## [SET PROBLEM]
Collect every line of the material below that contains the string "stone", treating uppercase and lowercase letters as distinct.

## [TASK INPUTS]
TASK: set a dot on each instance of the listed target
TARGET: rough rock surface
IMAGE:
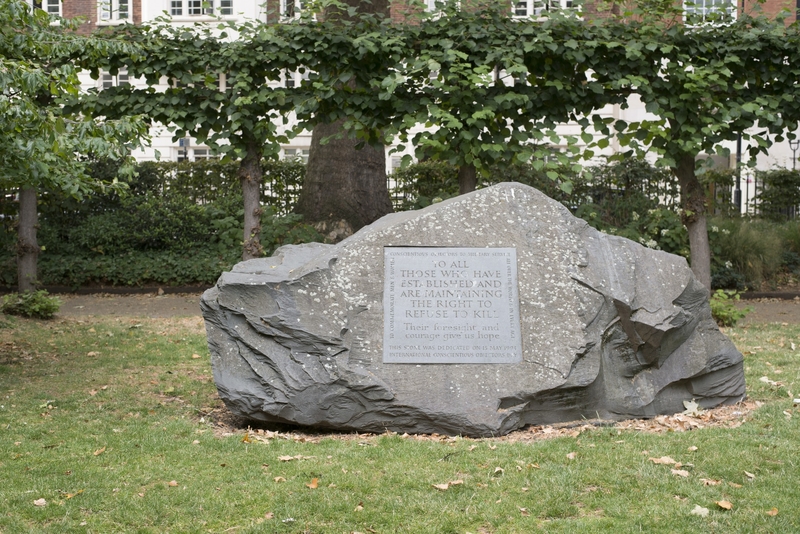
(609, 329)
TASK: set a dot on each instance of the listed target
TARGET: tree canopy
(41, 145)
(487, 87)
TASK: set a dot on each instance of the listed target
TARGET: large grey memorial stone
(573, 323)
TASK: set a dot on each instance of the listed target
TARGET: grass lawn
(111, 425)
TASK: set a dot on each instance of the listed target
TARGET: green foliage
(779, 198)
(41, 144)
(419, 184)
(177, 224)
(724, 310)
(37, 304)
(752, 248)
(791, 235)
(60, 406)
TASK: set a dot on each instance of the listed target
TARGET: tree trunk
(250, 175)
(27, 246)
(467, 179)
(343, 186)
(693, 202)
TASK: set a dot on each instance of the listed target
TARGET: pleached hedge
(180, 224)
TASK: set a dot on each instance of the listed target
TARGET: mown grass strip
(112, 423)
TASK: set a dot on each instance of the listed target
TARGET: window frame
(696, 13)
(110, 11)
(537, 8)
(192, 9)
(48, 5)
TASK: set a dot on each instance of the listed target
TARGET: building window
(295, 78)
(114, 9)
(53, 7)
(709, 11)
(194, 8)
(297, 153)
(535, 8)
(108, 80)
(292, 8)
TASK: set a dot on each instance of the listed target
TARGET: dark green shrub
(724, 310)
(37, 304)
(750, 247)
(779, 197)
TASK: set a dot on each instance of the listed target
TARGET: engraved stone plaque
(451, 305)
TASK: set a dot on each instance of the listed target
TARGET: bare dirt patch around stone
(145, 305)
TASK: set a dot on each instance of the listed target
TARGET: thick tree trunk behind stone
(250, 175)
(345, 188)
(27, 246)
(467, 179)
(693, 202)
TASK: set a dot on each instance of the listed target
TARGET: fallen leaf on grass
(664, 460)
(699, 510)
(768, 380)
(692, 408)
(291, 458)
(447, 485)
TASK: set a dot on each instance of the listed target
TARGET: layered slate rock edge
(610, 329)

## [REPLY]
TARGET: large grey memorial stone
TARGET: engraved stone plaque
TARGET: bare dirt patch around stone
TARGET: thick tree trunk behind stone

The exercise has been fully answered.